# Page text

===============

Crooks v. Superior Court
Before: Temple
Synopsis
APPLICATION for writ of mandate to the Superior Court of the City and County of San Francisco to compel the settlement and certification of a hill of exceptions, upon appeal from order settling a guardian’s account. J. V. Coffey, Judge.
The facts are stated in the opinion of the court.
TEMPLE, J.
This is an application for a mandate to compel respondent to settle and certify a bill of exceptions.
From the petition, which, for the purposes of the hearing in this court, counsel for respondent admits to be true, we learn that petitioner was appointed guardian of the person and estate of his daughter, Annie T. Crooks, and duly qualified as such guardian, and as such took charge of the property of his ward. Something more than one year thereafter the ward was adjudged to have been restored to competency, and petitioner filed his account as guardian for settlement. The ward filed certain objections to the final account. On the 9th of October the matter was tried before respondent as superior judge. Upon the trial, evidence both oral and documentary was submitted, and thereafter, on the twenty-eighth day of February, 1901, the court rendered its decision, and on the fifth day of March, 1901, caused an order to be filed settling said final account. In due time the petitioner took an appeal from the order and prepared and served his proposed bill of exceptions, to which said Annie T. Crooks proposed certain amendments, one of which was, that a certain book of accounts which had been produced by petitioner at the hearing, on his cross-examination by said Annie T. Crooks, and which was then by her counsel placed in evidence, should be inserted.

===============

# Given task A
In the court opinion, who was the petitioner's ward?
# Given task B
Continue the court opinion from the point where it stops.

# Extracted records
===============

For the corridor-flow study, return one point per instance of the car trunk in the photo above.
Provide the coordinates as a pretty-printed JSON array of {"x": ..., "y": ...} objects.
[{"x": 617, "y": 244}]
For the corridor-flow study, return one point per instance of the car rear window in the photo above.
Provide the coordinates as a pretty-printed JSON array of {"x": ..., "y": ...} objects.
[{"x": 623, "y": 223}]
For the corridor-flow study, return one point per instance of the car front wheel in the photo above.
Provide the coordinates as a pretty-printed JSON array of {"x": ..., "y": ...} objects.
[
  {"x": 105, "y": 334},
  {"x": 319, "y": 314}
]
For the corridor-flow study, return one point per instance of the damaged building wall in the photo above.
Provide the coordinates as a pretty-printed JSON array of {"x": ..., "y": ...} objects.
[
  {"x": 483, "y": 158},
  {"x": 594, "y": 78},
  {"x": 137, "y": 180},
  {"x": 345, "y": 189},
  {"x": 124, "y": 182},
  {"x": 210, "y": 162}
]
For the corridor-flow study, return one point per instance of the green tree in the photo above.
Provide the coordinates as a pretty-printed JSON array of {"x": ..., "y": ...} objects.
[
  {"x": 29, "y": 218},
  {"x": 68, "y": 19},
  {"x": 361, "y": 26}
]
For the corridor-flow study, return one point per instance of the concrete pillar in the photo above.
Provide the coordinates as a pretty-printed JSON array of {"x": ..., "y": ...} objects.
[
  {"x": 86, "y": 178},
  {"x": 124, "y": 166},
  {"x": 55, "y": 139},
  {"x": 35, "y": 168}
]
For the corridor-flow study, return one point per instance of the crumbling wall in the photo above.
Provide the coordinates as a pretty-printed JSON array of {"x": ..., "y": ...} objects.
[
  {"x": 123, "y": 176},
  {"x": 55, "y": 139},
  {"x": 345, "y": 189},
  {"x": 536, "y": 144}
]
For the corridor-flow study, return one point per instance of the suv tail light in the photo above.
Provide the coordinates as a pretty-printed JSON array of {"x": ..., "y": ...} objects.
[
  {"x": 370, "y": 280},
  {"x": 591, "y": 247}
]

===============

# Task answer A
His daughter, Annie T. Crooks.

# Task answer B
This proposed amendment was allowed by respondent, and the bill settled and ordered engrossed as settled. Upon an attempt to engross the bill as directed, it was found that the pages of the book containing the account had been torn out and completely destroyed. Petitioner asserts that the destruction of this evidence was without his knowledge or consent, and was, he verily believes, done by Annie T. Crooks. He was therefore entirely unable to comply with the order made by respondent directing the engrossment of the bill.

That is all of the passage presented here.